WHAT IS BEING ASKED — Provide the number of lines in the entries below containing "construction", with no further words.

(Stored data entries)
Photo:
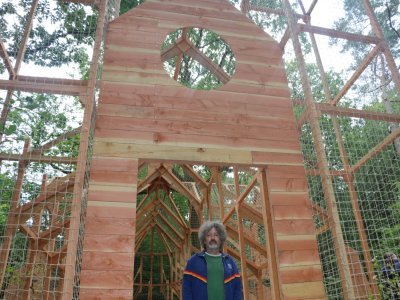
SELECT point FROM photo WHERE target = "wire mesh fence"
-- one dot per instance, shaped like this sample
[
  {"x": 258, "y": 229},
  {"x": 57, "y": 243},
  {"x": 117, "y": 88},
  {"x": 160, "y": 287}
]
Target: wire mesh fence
[{"x": 38, "y": 177}]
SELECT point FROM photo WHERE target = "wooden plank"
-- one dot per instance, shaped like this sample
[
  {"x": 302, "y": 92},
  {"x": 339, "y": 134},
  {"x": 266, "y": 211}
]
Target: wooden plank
[
  {"x": 114, "y": 226},
  {"x": 357, "y": 113},
  {"x": 339, "y": 34},
  {"x": 103, "y": 209},
  {"x": 297, "y": 242},
  {"x": 90, "y": 294},
  {"x": 109, "y": 279},
  {"x": 298, "y": 257},
  {"x": 177, "y": 153},
  {"x": 294, "y": 274},
  {"x": 292, "y": 212},
  {"x": 108, "y": 261},
  {"x": 114, "y": 165},
  {"x": 178, "y": 96},
  {"x": 304, "y": 290},
  {"x": 45, "y": 85},
  {"x": 294, "y": 227},
  {"x": 287, "y": 159},
  {"x": 282, "y": 197},
  {"x": 109, "y": 192},
  {"x": 288, "y": 184},
  {"x": 198, "y": 140},
  {"x": 194, "y": 127},
  {"x": 162, "y": 113}
]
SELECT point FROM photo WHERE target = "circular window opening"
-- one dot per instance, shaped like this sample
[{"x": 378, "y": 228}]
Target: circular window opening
[{"x": 198, "y": 58}]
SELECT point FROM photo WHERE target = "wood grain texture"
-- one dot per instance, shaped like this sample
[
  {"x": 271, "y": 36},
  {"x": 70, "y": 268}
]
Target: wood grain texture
[{"x": 143, "y": 114}]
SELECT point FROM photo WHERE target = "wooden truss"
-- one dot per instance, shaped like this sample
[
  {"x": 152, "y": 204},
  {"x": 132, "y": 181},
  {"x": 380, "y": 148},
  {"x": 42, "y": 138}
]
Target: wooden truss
[{"x": 162, "y": 178}]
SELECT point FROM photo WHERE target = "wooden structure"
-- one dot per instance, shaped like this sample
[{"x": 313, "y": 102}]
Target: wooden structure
[
  {"x": 147, "y": 121},
  {"x": 145, "y": 116}
]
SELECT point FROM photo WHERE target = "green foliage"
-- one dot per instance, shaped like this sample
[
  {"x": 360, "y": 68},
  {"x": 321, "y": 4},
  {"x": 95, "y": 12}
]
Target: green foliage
[
  {"x": 61, "y": 35},
  {"x": 126, "y": 5},
  {"x": 191, "y": 73}
]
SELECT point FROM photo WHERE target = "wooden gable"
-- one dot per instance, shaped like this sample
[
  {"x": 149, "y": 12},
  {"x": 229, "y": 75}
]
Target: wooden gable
[{"x": 143, "y": 114}]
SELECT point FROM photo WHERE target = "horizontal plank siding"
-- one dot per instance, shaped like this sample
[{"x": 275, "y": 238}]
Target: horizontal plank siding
[{"x": 144, "y": 115}]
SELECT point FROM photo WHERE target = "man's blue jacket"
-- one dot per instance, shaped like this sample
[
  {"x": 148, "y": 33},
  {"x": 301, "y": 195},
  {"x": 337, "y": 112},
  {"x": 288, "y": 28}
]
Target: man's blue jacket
[{"x": 195, "y": 278}]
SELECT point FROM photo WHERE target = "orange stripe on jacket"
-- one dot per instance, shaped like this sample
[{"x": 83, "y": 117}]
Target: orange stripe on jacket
[
  {"x": 196, "y": 275},
  {"x": 232, "y": 277}
]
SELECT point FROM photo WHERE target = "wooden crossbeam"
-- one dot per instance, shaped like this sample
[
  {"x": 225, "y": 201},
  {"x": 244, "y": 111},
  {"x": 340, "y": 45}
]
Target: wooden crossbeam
[
  {"x": 252, "y": 266},
  {"x": 240, "y": 199},
  {"x": 374, "y": 151},
  {"x": 363, "y": 65},
  {"x": 232, "y": 232},
  {"x": 57, "y": 140},
  {"x": 339, "y": 34},
  {"x": 6, "y": 59},
  {"x": 46, "y": 85},
  {"x": 29, "y": 157},
  {"x": 251, "y": 213},
  {"x": 357, "y": 113},
  {"x": 184, "y": 46}
]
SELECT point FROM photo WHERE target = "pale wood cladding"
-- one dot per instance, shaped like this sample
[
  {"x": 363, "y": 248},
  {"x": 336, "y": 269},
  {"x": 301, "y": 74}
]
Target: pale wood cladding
[{"x": 144, "y": 114}]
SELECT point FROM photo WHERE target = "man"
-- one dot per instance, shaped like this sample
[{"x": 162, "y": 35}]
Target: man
[{"x": 211, "y": 274}]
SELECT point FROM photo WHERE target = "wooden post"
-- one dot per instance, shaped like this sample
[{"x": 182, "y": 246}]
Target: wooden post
[
  {"x": 12, "y": 220},
  {"x": 270, "y": 236},
  {"x": 323, "y": 165},
  {"x": 73, "y": 236},
  {"x": 242, "y": 243}
]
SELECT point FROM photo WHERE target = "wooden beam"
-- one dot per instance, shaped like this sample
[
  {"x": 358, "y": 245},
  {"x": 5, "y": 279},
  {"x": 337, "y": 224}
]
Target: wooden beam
[
  {"x": 339, "y": 34},
  {"x": 240, "y": 199},
  {"x": 273, "y": 11},
  {"x": 232, "y": 232},
  {"x": 357, "y": 113},
  {"x": 88, "y": 2},
  {"x": 270, "y": 235},
  {"x": 363, "y": 65},
  {"x": 249, "y": 264},
  {"x": 45, "y": 85},
  {"x": 180, "y": 187},
  {"x": 6, "y": 59},
  {"x": 182, "y": 46},
  {"x": 57, "y": 140},
  {"x": 374, "y": 151},
  {"x": 251, "y": 213},
  {"x": 29, "y": 157}
]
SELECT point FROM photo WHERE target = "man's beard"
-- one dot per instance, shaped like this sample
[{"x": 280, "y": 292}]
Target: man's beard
[{"x": 213, "y": 246}]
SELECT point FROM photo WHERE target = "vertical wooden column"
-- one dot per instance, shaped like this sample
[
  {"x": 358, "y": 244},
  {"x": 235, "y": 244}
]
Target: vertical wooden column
[
  {"x": 89, "y": 101},
  {"x": 109, "y": 245},
  {"x": 323, "y": 165},
  {"x": 12, "y": 220},
  {"x": 271, "y": 237}
]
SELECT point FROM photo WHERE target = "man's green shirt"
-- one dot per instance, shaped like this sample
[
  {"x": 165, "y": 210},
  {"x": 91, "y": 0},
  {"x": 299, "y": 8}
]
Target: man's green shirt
[{"x": 215, "y": 277}]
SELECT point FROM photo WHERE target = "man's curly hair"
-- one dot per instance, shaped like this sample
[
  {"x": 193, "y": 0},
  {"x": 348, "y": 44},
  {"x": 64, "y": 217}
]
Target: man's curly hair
[{"x": 206, "y": 227}]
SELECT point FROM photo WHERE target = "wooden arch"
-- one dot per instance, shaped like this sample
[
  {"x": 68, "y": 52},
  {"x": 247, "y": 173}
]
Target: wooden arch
[{"x": 145, "y": 116}]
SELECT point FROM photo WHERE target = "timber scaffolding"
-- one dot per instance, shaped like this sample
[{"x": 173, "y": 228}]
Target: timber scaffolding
[{"x": 124, "y": 192}]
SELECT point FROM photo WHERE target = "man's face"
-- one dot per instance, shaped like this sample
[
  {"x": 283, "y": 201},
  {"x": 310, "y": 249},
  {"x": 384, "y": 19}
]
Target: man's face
[{"x": 212, "y": 241}]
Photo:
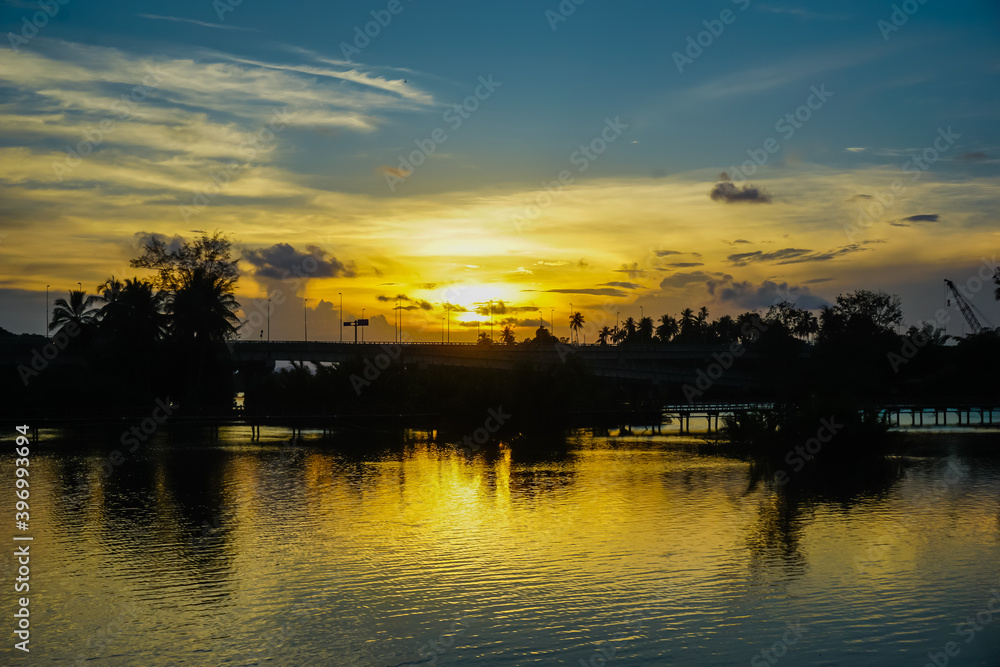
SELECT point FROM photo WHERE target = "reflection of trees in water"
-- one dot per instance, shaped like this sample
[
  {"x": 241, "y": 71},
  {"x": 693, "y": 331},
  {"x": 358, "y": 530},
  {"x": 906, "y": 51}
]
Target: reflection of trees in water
[
  {"x": 776, "y": 531},
  {"x": 782, "y": 516}
]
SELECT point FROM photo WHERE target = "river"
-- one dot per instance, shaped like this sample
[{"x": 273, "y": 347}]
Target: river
[{"x": 637, "y": 550}]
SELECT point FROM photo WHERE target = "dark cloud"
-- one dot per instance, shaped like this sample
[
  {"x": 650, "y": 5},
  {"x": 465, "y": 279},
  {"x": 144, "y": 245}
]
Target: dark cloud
[
  {"x": 632, "y": 271},
  {"x": 905, "y": 222},
  {"x": 411, "y": 304},
  {"x": 750, "y": 296},
  {"x": 730, "y": 193},
  {"x": 282, "y": 261},
  {"x": 501, "y": 308},
  {"x": 684, "y": 279},
  {"x": 142, "y": 239},
  {"x": 793, "y": 255}
]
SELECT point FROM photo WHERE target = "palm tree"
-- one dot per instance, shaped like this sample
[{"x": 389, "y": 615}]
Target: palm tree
[
  {"x": 576, "y": 323},
  {"x": 110, "y": 289},
  {"x": 667, "y": 328},
  {"x": 628, "y": 328},
  {"x": 81, "y": 310},
  {"x": 688, "y": 323},
  {"x": 203, "y": 309},
  {"x": 134, "y": 315},
  {"x": 507, "y": 336},
  {"x": 645, "y": 329},
  {"x": 726, "y": 329}
]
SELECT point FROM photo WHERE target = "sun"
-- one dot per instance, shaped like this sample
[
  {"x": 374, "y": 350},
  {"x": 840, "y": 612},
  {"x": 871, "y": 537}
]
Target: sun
[{"x": 473, "y": 297}]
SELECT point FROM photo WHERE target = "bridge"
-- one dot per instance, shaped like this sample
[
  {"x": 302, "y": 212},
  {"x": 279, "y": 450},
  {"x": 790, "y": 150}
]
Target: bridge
[{"x": 680, "y": 364}]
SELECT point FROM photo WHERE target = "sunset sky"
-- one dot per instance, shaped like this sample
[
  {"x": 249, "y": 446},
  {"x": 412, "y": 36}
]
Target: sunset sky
[{"x": 314, "y": 145}]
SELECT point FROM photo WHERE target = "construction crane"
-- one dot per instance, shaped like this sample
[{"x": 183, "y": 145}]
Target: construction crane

OUTPUT OF THE EXERCISE — 2